# What is expected
The line containing "Target: black eyeglasses" marks the end: write out exactly every line from the first line of the data below through that line, and only those.

# Provided records

════════════════════

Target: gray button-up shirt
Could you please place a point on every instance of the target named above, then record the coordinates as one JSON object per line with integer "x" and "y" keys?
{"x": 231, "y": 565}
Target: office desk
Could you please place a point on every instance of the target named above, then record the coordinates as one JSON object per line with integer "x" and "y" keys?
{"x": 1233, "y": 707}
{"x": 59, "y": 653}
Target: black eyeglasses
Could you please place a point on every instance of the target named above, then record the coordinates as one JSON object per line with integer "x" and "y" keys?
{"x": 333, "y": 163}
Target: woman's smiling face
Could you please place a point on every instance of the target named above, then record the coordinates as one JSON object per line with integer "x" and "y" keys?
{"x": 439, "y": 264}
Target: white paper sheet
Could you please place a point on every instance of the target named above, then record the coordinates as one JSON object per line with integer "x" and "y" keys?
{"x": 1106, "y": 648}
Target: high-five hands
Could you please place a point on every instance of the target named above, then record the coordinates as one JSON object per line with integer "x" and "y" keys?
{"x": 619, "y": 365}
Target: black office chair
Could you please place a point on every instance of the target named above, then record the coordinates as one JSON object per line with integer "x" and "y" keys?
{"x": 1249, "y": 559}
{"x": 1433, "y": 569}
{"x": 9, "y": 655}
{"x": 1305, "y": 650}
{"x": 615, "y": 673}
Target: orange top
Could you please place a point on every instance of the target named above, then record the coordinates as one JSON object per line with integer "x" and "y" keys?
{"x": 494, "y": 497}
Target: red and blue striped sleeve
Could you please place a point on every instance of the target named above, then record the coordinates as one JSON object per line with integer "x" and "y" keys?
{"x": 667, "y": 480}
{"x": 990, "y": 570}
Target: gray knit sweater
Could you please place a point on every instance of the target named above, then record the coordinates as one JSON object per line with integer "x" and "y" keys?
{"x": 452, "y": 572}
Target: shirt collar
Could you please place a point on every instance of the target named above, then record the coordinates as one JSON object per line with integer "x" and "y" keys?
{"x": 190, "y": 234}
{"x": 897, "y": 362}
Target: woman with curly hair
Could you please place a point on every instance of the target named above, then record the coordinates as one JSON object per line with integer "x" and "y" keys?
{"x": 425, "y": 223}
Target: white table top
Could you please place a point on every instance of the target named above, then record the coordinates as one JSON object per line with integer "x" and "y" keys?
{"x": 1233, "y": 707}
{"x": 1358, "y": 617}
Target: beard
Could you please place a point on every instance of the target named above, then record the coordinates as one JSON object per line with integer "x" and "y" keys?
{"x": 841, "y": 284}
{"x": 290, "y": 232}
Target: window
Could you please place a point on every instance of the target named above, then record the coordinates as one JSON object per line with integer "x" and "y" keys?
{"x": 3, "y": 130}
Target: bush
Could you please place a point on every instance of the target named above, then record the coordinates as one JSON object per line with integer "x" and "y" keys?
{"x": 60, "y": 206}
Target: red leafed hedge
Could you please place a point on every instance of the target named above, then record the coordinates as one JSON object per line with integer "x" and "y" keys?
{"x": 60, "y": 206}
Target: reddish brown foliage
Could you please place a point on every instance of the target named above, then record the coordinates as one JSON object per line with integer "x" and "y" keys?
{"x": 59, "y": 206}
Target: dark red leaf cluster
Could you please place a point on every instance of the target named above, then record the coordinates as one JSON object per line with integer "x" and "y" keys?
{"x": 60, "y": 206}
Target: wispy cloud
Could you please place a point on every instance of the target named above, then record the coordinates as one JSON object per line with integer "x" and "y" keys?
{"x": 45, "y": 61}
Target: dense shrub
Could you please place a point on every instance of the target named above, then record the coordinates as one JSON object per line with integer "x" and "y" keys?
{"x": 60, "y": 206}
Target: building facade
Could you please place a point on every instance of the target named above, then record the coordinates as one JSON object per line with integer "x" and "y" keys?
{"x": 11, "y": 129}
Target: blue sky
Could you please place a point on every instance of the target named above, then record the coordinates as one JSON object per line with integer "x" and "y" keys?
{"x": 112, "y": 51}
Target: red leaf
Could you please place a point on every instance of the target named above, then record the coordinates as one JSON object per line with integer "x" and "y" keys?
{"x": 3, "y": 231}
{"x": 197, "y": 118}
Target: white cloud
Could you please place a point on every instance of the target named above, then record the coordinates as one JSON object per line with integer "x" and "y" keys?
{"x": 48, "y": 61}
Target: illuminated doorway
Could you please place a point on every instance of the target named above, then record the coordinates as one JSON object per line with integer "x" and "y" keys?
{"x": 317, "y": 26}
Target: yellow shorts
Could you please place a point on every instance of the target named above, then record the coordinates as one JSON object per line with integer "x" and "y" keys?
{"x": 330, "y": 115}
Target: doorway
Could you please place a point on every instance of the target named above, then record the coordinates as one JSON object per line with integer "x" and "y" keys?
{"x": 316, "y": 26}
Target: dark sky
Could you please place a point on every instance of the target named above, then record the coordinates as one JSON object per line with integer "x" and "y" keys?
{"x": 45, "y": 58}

════════════════════

# Reply
Target: gray button-up shirt
Could you please place a point on every instance of the target named above, then record the coordinates as one JSON object per line with integer "x" and "y" keys?
{"x": 231, "y": 565}
Target: office desk
Could you please place a point on every instance of the target named above, then record the coordinates as one JSON object per line with integer "x" and "y" keys?
{"x": 1233, "y": 707}
{"x": 59, "y": 653}
Target: black eyeglasses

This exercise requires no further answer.